▶ [Task objective]: Set the data down once more, in full and exactly.

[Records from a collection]
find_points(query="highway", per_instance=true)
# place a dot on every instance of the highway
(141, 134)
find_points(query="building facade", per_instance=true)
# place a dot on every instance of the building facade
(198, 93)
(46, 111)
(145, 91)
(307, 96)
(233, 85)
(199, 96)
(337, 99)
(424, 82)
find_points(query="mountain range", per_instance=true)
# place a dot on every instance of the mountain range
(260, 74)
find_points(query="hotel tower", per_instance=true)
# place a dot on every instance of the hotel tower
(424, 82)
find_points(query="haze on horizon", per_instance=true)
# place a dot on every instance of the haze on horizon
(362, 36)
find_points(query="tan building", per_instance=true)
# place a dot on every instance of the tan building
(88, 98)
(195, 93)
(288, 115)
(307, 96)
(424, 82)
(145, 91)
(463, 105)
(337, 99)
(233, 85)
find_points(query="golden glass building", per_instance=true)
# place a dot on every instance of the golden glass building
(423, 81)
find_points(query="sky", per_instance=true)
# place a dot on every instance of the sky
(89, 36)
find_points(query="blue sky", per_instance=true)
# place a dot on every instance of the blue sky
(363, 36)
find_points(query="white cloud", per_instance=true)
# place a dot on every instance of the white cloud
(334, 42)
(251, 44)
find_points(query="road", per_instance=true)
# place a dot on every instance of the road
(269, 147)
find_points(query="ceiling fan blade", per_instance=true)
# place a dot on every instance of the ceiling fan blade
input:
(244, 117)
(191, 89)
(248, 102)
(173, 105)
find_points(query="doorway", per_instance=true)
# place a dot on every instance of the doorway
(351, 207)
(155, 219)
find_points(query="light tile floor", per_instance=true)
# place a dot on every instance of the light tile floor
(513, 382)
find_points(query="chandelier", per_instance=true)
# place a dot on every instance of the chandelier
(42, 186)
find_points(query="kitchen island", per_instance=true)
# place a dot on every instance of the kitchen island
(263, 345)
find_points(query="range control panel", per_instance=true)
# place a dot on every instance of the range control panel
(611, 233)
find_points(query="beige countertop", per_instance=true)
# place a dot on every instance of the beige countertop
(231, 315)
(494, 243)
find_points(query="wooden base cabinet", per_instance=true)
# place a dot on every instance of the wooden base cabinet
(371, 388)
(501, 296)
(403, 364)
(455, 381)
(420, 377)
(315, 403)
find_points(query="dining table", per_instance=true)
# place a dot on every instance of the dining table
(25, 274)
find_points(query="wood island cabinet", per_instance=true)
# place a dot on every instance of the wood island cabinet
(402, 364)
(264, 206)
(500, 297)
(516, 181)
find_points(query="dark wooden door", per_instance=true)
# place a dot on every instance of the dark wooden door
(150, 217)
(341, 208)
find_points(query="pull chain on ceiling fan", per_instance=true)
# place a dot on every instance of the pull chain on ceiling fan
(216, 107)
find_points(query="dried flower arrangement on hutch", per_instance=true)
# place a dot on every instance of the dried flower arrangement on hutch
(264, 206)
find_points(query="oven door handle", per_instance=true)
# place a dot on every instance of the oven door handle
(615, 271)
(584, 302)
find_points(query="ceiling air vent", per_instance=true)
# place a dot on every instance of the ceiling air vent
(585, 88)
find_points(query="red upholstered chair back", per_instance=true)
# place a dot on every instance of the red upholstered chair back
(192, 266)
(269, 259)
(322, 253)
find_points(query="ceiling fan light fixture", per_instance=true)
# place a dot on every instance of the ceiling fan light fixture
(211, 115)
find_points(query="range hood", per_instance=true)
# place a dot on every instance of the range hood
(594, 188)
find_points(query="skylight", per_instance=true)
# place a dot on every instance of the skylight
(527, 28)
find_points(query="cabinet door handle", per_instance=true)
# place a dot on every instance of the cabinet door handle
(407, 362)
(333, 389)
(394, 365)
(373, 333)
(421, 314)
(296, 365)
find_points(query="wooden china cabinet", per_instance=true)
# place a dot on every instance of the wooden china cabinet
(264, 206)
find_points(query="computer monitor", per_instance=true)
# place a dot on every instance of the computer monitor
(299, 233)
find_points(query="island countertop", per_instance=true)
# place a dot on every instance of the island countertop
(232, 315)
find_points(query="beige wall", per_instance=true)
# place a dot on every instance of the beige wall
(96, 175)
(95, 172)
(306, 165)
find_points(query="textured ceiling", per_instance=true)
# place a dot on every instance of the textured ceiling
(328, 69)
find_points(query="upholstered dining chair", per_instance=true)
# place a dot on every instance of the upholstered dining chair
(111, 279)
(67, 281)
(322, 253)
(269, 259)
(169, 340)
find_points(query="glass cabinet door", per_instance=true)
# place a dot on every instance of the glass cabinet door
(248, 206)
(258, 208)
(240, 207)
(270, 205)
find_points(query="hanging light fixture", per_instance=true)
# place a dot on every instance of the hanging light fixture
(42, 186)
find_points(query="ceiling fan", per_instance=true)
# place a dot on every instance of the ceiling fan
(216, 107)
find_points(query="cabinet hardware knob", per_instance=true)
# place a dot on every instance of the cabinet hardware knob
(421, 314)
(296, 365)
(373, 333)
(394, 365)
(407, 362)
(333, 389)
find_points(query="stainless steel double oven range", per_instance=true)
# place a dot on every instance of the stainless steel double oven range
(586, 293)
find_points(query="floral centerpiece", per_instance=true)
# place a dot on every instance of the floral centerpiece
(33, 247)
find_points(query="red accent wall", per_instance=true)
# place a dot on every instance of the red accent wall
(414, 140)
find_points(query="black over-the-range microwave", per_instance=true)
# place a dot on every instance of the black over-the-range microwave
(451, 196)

▶ [Solved exercise]:
find_points(query="highway", per_instance=true)
# place a dot on every instance of the highway
(141, 134)
find_points(query="building facade", per_instance=true)
# place a dot on every instance of the building facade
(198, 93)
(46, 111)
(145, 91)
(307, 96)
(233, 85)
(199, 96)
(337, 99)
(424, 82)
find_points(query="mountain range", per_instance=true)
# place a dot on every instance of the mountain range
(260, 74)
find_points(query="hotel tower", per_instance=true)
# place a dot on every instance of the hotel tower
(424, 82)
find_points(query="haze on horizon", per_instance=true)
# place a dot on every instance of the haze on horizon
(362, 36)
find_points(query="tan building", per_instance=true)
# place a dot on every instance of the tan building
(88, 98)
(195, 93)
(288, 115)
(307, 96)
(424, 82)
(145, 91)
(463, 105)
(337, 99)
(233, 85)
find_points(query="golden glass building", per_instance=true)
# place a dot on every instance of the golden glass building
(423, 81)
find_points(query="sky", per_instance=true)
# place a dot on every instance of the sky
(89, 36)
find_points(query="blue sky", per_instance=true)
# place a dot on every instance of the blue sky
(363, 36)
find_points(query="white cloud", per_instance=true)
# place a dot on every instance of the white cloud
(334, 42)
(251, 44)
find_points(query="road", per_instance=true)
# place a dot on every instance of the road
(269, 147)
find_points(query="ceiling fan blade", per_instance=true)
# place a dot on every instance of the ceiling fan blade
input:
(244, 117)
(191, 89)
(248, 102)
(173, 105)
find_points(query="doorway", per_instance=true)
# place a dot on every instance of the doorway
(351, 207)
(155, 219)
find_points(query="light tile floor", per_instance=true)
# place a dot on every instance of the light tile floor
(513, 382)
find_points(query="chandelier", per_instance=true)
# place a dot on every instance of the chandelier
(42, 186)
find_points(query="kitchen island", per_instance=true)
# place a dot on every instance of the kitchen island
(263, 345)
find_points(query="range control panel", per_instance=true)
# place a dot on every instance of the range control panel
(611, 233)
find_points(query="beige countertop", per_instance=true)
# place a dot on every instance of the beige countertop
(231, 315)
(494, 243)
find_points(query="wooden base cabinet", per_instance=true)
# place a dot on every instance of the wooden base cabinet
(371, 388)
(501, 296)
(403, 364)
(455, 381)
(420, 377)
(315, 403)
find_points(query="dining table", per_instance=true)
# place a dot on every instance of the dining table
(25, 274)
find_points(query="wood island cabinet", per_instance=true)
# place a dot on every instance of the wood island cabinet
(402, 364)
(264, 206)
(500, 297)
(516, 181)
find_points(query="dark wooden door", per_instance=true)
# place a dot on every instance of the dark wooden door
(150, 217)
(341, 208)
find_points(query="pull chain on ceiling fan", per_instance=true)
# place a dot on every instance of the pull chain on ceiling fan
(216, 107)
find_points(query="dried flower arrangement on hutch", per_instance=true)
# place a dot on every instance of the dried flower arrangement on hutch
(264, 206)
find_points(query="oven door handle", per_instance=true)
# place a dot on every instance of the oven door handle
(615, 271)
(584, 302)
find_points(query="ceiling air vent", per_instance=true)
# place a dot on every instance of the ceiling air vent
(585, 88)
find_points(query="red upholstered chair back", per_instance=true)
# place a dot on every instance of the red upholstered chair back
(192, 266)
(269, 259)
(322, 253)
find_points(query="ceiling fan light fixture", per_instance=true)
# place a dot on every instance of the ceiling fan light fixture
(211, 115)
find_points(query="range hood", per_instance=true)
# place a dot on every instance of the range hood
(594, 188)
find_points(query="skylight", per_instance=true)
# place a dot on every instance of the skylight
(527, 28)
find_points(query="cabinet door handle", per_instance=true)
# place a dot on every instance of the cabinet door handle
(407, 362)
(333, 389)
(394, 365)
(373, 333)
(421, 314)
(296, 365)
find_points(query="wooden china cabinet", per_instance=true)
# place a dot on every instance of the wooden china cabinet
(264, 206)
find_points(query="computer monitor", per_instance=true)
# place a dot on every instance of the computer monitor
(299, 233)
find_points(query="island countertop", per_instance=true)
# place a dot on every instance of the island countertop
(232, 315)
find_points(query="beige wall", per_instance=true)
# place a dot on every instance of the beige wall
(96, 175)
(95, 172)
(306, 165)
find_points(query="textured ceiling", per_instance=true)
# place a dot on every instance of the textured ceiling
(328, 69)
find_points(query="upholstered dining chair", per_instance=true)
# place a dot on every instance of the upholstered dining chair
(111, 279)
(67, 281)
(322, 253)
(269, 259)
(169, 340)
find_points(query="glass cabinet door", per_instance=true)
# place a dot on every instance of the glass cabinet door
(248, 206)
(258, 208)
(240, 207)
(270, 205)
find_points(query="hanging light fixture", per_instance=true)
# place a dot on every instance of the hanging light fixture
(42, 186)
find_points(query="ceiling fan", per_instance=true)
# place a dot on every instance of the ceiling fan
(216, 107)
find_points(query="cabinet hardware knob", per_instance=true)
# place a dot on every instance of the cabinet hardware knob
(421, 314)
(296, 365)
(373, 333)
(394, 365)
(407, 362)
(333, 389)
find_points(query="stainless steel double oven range", per_instance=true)
# place a dot on every instance of the stainless steel double oven range
(586, 293)
find_points(query="floral centerpiece", per_instance=true)
# place a dot on every instance of the floral centerpiece
(33, 247)
find_points(query="red accent wall", per_instance=true)
# place a dot on every instance of the red accent wall
(414, 140)
find_points(query="black over-the-range microwave", per_instance=true)
# place a dot on every instance of the black over-the-range microwave
(451, 196)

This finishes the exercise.